# DOCUMENTO DI PARTENZA

Torino. Processo per l’occupazione dell’ex cine Zeta



Torino. Processo per l’occupazione dell’ex cine Zeta

Mercoledì 18 gennaio
ore 13
udienza in aula 56 ingresso 22
del tribunale di Torino
corso Vittorio Emanuele 130

Il 18 gennaio si terrà l’ultima udienza del processo per l’occupazione
dell’ex Cinema Zeta. Alla sbarra quattro anarchici accusati di “invasione
di edificio” e danneggiamenti. Il PM, manco a dirlo è Antonio Rinaudo,
noto cacciatore di anarchici.

Facciamo un passo indietro. Era il 10 dicembre del 2009: alle sei del
mattino, l’ora degli sgomberi, Digos e agenti in assetto antisommossa
buttano giù la porta di Cà Neira, lo stabile di via Zandonai occupato
domenica 6 dicembre dalla FAI torinese.
Nel pomeriggio, in risposta allo sgombero del mattino, viene occupato l’ex
cinema Zeta di via Colleasca, Cà Neira 2.
Dopo un piao d’ore la polizia interviene in forze con digos e celere in
tenuta antisommossa: in quaranta contro quattro compagni, mentre
all’esterno si raccolgono numerosi solidali.

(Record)
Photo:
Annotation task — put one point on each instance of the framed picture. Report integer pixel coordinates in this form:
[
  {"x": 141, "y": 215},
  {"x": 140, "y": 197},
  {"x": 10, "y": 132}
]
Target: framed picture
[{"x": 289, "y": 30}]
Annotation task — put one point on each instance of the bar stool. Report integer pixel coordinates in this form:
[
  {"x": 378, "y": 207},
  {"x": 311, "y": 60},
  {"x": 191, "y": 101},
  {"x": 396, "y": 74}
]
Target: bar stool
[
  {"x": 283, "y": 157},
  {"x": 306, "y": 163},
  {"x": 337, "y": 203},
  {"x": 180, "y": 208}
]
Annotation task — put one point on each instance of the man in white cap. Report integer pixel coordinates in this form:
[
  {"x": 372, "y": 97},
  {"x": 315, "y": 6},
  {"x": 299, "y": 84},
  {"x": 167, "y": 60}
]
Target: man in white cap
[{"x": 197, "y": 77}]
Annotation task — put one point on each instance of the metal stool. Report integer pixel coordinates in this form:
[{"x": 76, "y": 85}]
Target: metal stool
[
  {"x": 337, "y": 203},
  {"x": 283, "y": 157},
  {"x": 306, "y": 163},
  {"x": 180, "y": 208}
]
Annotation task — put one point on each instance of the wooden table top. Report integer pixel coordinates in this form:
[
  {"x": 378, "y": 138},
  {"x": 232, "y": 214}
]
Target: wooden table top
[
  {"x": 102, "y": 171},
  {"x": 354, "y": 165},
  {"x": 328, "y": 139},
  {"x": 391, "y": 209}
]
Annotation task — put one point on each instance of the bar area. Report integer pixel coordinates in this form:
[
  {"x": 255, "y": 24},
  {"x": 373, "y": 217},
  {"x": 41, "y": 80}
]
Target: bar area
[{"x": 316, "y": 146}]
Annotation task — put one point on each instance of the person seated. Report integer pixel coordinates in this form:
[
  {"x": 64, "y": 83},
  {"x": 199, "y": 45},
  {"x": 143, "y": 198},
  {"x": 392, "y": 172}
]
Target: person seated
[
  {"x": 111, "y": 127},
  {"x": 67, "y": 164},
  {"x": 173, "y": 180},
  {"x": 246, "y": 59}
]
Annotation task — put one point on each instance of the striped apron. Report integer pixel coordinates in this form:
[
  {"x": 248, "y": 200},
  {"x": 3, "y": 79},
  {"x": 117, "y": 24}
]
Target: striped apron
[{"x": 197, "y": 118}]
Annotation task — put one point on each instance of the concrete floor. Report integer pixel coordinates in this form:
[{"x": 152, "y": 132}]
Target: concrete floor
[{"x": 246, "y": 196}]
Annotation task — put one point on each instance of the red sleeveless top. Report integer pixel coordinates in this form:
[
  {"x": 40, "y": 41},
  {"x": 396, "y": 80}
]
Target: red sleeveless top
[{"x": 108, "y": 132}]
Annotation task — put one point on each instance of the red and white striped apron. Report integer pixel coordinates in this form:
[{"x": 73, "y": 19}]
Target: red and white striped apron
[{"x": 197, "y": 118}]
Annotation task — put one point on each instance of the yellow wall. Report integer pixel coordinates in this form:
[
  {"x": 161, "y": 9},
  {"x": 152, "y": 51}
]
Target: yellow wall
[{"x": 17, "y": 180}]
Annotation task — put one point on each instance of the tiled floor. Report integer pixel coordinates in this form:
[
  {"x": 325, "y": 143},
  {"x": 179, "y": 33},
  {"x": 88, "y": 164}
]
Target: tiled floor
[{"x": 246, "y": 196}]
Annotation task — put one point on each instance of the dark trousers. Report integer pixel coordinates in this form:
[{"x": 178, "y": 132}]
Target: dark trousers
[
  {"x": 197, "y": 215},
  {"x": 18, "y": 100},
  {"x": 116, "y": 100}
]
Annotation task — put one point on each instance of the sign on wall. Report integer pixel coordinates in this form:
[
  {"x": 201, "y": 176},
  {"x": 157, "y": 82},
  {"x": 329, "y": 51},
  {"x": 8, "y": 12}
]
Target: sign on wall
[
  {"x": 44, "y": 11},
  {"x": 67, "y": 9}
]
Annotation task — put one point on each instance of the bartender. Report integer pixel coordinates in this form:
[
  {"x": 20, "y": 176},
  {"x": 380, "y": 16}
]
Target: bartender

# COSA FARAI
1. Modifica il passo dell'avviso sul processo che va da "Dopo un piao" fino a "raccolgono numerosi solidali.", riportandolo con "cinquanta" al posto di "quaranta".
2. Rispondi alle domande seguenti in base all'avviso sul processo.
(a) In quale aula e con quale ingresso si terrà l'udienza?
(b) Di che cosa sono accusati i quattro anarchici?
(c) In quale via si trova l'ex cinema Zeta?

# SOLUZIONI DELLE ATTIVITÀ
1.
Dopo un piao d’ore la polizia interviene in forze con digos e celere in
tenuta antisommossa: in cinquanta contro quattro compagni, mentre
all’esterno si raccolgono numerosi solidali.

2.
(a) Nell'aula 56, ingresso 22.
(b) Di "invasione di edificio" e danneggiamenti.
(c) In via Colleasca.